-------- EXCERTO

EPHEMERA DIÁRIO (11 DE MAIO DE 2020): O PEQUENO PASTELEIRO QUE MANDAVA NUMA PARTE CONSIDERÁVEL DA FRANÇA

Na colecção de fotografias de imprensa do ARQUIVO EPHEMERA há muitos retratos de personagens da história do século XX, conhecidos ou quase anónimos. Um deles retrata Jacques Duclos, talvez o mais importante e influente dirigente do Partico Comunista Francês. Os que detinham a chefia formal, como Maurice Thorez,  o “filho do povo”, eram muito menos poderosos do que este homem, muito pequenino, pasteleiro de profissão, e que atravessou toda a história da França, desde a Primeira Guerra onde combateu, foi ferido e feito prisioneiro, até à Segunda Guerra, em que na clandestinidade em França (Thorez estava em Moscovo) dirigiu com mão de ferro o partido e uma parte importante da Resistência, com a cabeça a prémio pelos alemães. Foi eleito deputado e depois senador batendo nas urnas ilustres dirigentes dos outros partidos,  até que nos anos sessenta  foi um candidato presidencial também com grande sucesso. Duclos era o dirigente estalinista típico, duro e impiedoso, mas também um grande orador que fazia inflamar um comício como ninguém. Nunca perdeu as suas raízes populares, a linguagem e os hábitos dos operários. Com ele morreu este lado popular do Partido Comunista Francês cujo decllínio começou quando os operários deixaram de beber vinho e passaram a beber cerveja e whiskey.

----------------

### ATIVIDADE
Que bebidas são mencionadas no texto sobre Jacques Duclos? Os registos não têm qualquer relação com o texto sobre Jacques Duclos.

-------- REGISTOS FORNECIDOS

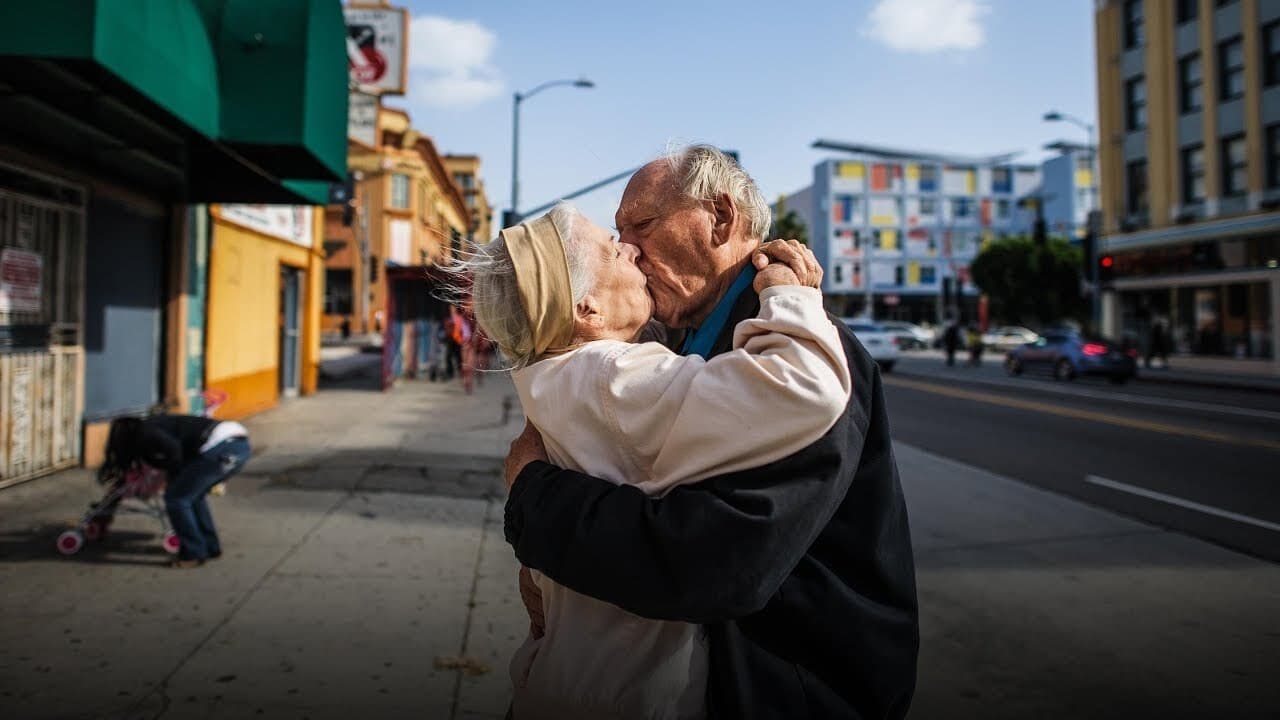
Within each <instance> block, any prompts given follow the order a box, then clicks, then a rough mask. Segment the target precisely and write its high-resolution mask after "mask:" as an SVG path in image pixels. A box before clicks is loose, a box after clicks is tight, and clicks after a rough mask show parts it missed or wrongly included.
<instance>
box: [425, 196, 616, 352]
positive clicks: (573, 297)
mask: <svg viewBox="0 0 1280 720" xmlns="http://www.w3.org/2000/svg"><path fill="white" fill-rule="evenodd" d="M547 214H548V215H549V217H550V219H552V222H553V223H556V229H557V232H559V236H561V240H562V241H563V242H564V258H566V259H567V260H568V283H570V288H571V291H572V295H573V306H575V307H576V306H577V304H579V302H581V301H582V299H584V297H586V293H588V292H590V291H591V288H594V287H595V269H596V266H598V264H596V263H591V261H590V259H589V258H590V254H591V252H593V249H591V247H589V246H588V245H586V243H585V241H584V238H582V236H581V228H582V215H581V214H580V213H579V211H577V209H576V208H573V206H572V205H570V204H568V202H559V204H557V205H556V206H554V208H552V209H550V211H549V213H547ZM448 272H449V273H451V274H453V275H456V277H470V279H471V283H470V287H465V286H460V291H461V292H456V293H454V297H457V299H458V300H461V299H462V296H465V295H466V293H467V291H468V292H470V299H471V309H472V311H474V313H475V318H476V324H477V325H480V329H481V331H484V334H485V337H488V338H489V340H492V341H493V342H494V343H495V345H497V346H498V348H499V350H500V351H502V354H503V356H504V357H506V359H507V363H508V369H512V370H515V369H518V368H524V366H526V365H529V364H531V363H534V361H535V360H538V357H536V356H534V334H532V329H531V328H530V327H529V319H527V318H525V309H524V302H522V301H521V299H520V287H518V286H517V284H516V269H515V265H512V263H511V251H509V250H507V241H506V240H503V238H502V236H499V237H498V238H497V240H494V241H493V242H488V243H485V245H479V246H476V247H475V250H472V251H471V252H470V254H468V255H467V258H466V259H463V260H461V261H458V263H456V264H453V265H452V266H449V268H448Z"/></svg>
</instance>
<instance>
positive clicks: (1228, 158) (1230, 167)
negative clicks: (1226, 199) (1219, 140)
mask: <svg viewBox="0 0 1280 720" xmlns="http://www.w3.org/2000/svg"><path fill="white" fill-rule="evenodd" d="M1245 152H1247V151H1245V149H1244V136H1243V135H1236V136H1231V137H1224V138H1222V196H1224V197H1225V196H1230V195H1243V193H1244V190H1245V188H1247V187H1248V186H1249V159H1248V155H1247V154H1245Z"/></svg>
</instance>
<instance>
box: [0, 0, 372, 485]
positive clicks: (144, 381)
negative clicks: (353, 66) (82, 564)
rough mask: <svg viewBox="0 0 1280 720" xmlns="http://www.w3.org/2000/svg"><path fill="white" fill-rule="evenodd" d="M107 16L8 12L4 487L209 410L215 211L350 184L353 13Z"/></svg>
mask: <svg viewBox="0 0 1280 720" xmlns="http://www.w3.org/2000/svg"><path fill="white" fill-rule="evenodd" d="M102 5H105V4H104V3H44V4H13V3H8V4H0V85H4V86H5V88H6V92H5V96H6V99H8V102H9V106H8V108H6V111H5V113H0V486H5V484H10V483H15V482H22V480H26V479H29V478H33V477H38V475H42V474H46V473H50V471H52V470H56V469H60V468H65V466H69V465H76V464H79V462H83V464H86V465H95V464H96V462H97V460H99V459H100V457H101V452H102V445H104V441H105V437H106V430H108V427H109V424H110V421H111V420H113V419H115V418H119V416H123V415H146V414H150V413H157V411H164V410H169V411H178V413H201V411H204V410H205V407H204V398H205V380H206V378H205V369H206V363H205V350H206V348H207V346H209V342H207V338H206V336H205V331H206V323H205V309H206V300H207V297H206V288H207V287H206V279H207V278H206V273H207V270H209V265H207V260H209V243H210V233H211V229H212V228H211V223H210V218H209V208H207V204H214V202H283V204H307V202H323V201H324V196H325V195H326V190H328V183H330V182H334V181H337V179H339V178H340V177H342V174H343V172H344V160H346V159H344V156H343V119H344V118H346V115H347V111H346V110H347V108H346V90H347V58H346V53H344V49H346V31H344V23H343V17H342V12H340V8H339V6H338V5H335V4H333V5H330V4H323V3H294V4H269V5H270V6H259V5H253V4H243V5H242V6H241V12H237V13H223V12H220V9H219V4H216V3H196V1H195V0H173V1H166V3H120V4H111V9H110V10H106V9H104V8H102ZM261 5H266V4H261ZM161 28H163V32H160V31H161ZM244 37H250V38H252V37H257V38H270V40H262V41H260V42H257V44H248V42H243V41H241V40H239V38H244ZM264 64H265V65H269V67H270V68H271V69H273V72H270V73H264V72H261V68H262V67H264ZM157 68H165V69H175V68H177V69H180V70H182V72H157V70H156V69H157Z"/></svg>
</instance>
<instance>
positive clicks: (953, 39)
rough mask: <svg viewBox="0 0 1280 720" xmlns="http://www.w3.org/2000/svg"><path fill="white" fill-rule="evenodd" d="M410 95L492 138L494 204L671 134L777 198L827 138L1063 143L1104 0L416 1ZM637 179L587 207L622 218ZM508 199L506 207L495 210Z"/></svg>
mask: <svg viewBox="0 0 1280 720" xmlns="http://www.w3.org/2000/svg"><path fill="white" fill-rule="evenodd" d="M404 5H406V6H408V8H410V12H411V14H412V15H413V18H415V19H413V24H412V26H411V38H410V53H411V58H410V65H411V67H410V70H408V87H410V91H408V94H407V96H404V97H398V99H389V100H388V105H396V106H403V108H407V109H408V110H410V113H411V115H412V119H413V124H415V126H416V127H417V128H420V129H421V131H422V132H425V133H428V135H430V136H433V137H434V138H435V141H436V145H438V147H440V150H442V151H444V152H475V154H479V155H480V156H481V159H483V163H484V164H483V174H484V178H485V182H486V184H488V191H489V192H488V193H489V199H490V202H493V204H494V206H495V208H497V209H499V210H500V209H503V208H507V206H508V204H509V192H511V190H509V188H511V179H509V178H511V104H512V102H511V96H512V92H513V91H527V90H529V88H531V87H534V86H536V85H539V83H541V82H544V81H548V79H558V78H575V77H579V76H585V77H589V78H590V79H591V81H594V82H595V83H596V87H595V88H594V90H577V88H552V90H548V91H547V92H544V94H540V95H538V96H536V97H534V99H530V100H529V101H526V102H525V104H524V105H522V110H521V163H520V167H521V173H520V177H521V206H522V208H530V206H532V205H540V204H541V202H544V201H549V200H554V199H557V197H558V196H561V195H564V193H567V192H571V191H573V190H576V188H579V187H582V186H586V184H589V183H591V182H595V181H598V179H600V178H604V177H607V176H611V174H614V173H617V172H621V170H625V169H627V168H630V167H634V165H639V164H641V163H644V161H645V160H648V159H650V158H653V156H654V155H657V154H658V152H660V151H662V150H663V149H666V147H667V146H668V143H671V142H691V141H704V142H712V143H716V145H718V146H721V147H728V149H735V150H737V151H739V152H740V155H741V160H742V164H744V165H745V167H746V169H748V170H749V172H750V173H751V174H753V176H754V177H755V178H756V181H758V182H759V184H760V190H762V191H764V193H765V196H767V197H768V199H769V200H771V201H772V200H773V199H774V197H776V196H777V195H778V193H790V192H794V191H796V190H799V188H801V187H804V186H805V184H808V183H809V182H812V173H813V165H814V164H815V163H817V161H819V160H820V159H823V158H826V156H828V154H824V152H820V151H817V150H812V149H810V147H809V145H810V143H812V142H813V141H814V140H815V138H818V137H828V138H841V140H856V141H864V142H874V143H883V145H892V146H906V147H919V149H925V150H940V151H951V152H974V154H984V152H997V151H1009V150H1021V151H1025V152H1027V154H1025V155H1024V156H1023V158H1021V159H1023V160H1037V159H1039V158H1041V156H1043V155H1044V152H1043V151H1042V150H1041V147H1042V146H1043V145H1044V143H1046V142H1048V141H1051V140H1056V138H1069V140H1084V135H1083V131H1079V129H1076V128H1075V127H1073V126H1068V124H1061V123H1056V124H1048V123H1043V122H1042V120H1041V115H1042V114H1043V113H1044V111H1046V110H1050V109H1059V110H1061V111H1064V113H1070V114H1074V115H1076V117H1080V118H1084V119H1087V120H1091V122H1092V120H1093V118H1094V115H1096V104H1097V102H1096V97H1094V69H1093V3H1092V1H1091V0H846V1H831V0H828V1H809V0H790V1H787V3H756V1H754V0H750V1H749V0H736V1H733V0H708V1H700V0H685V1H682V3H672V1H664V0H654V1H648V3H639V1H630V3H602V1H599V0H595V1H576V0H570V1H563V0H557V1H556V3H516V1H493V3H476V1H475V0H434V1H421V0H410V1H407V3H404ZM623 186H625V182H618V183H614V184H612V186H609V187H607V188H604V190H600V191H596V192H594V193H591V195H588V196H584V197H582V199H581V200H579V201H577V205H579V206H580V208H581V209H582V210H584V211H585V213H586V214H588V215H589V217H591V218H593V219H595V220H596V222H600V223H611V222H612V218H613V210H614V208H616V205H617V200H618V196H620V195H621V193H622V188H623ZM498 219H500V215H498V217H495V220H498Z"/></svg>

----------------

### RESPOSTA
Vinho, cerveja e whiskey.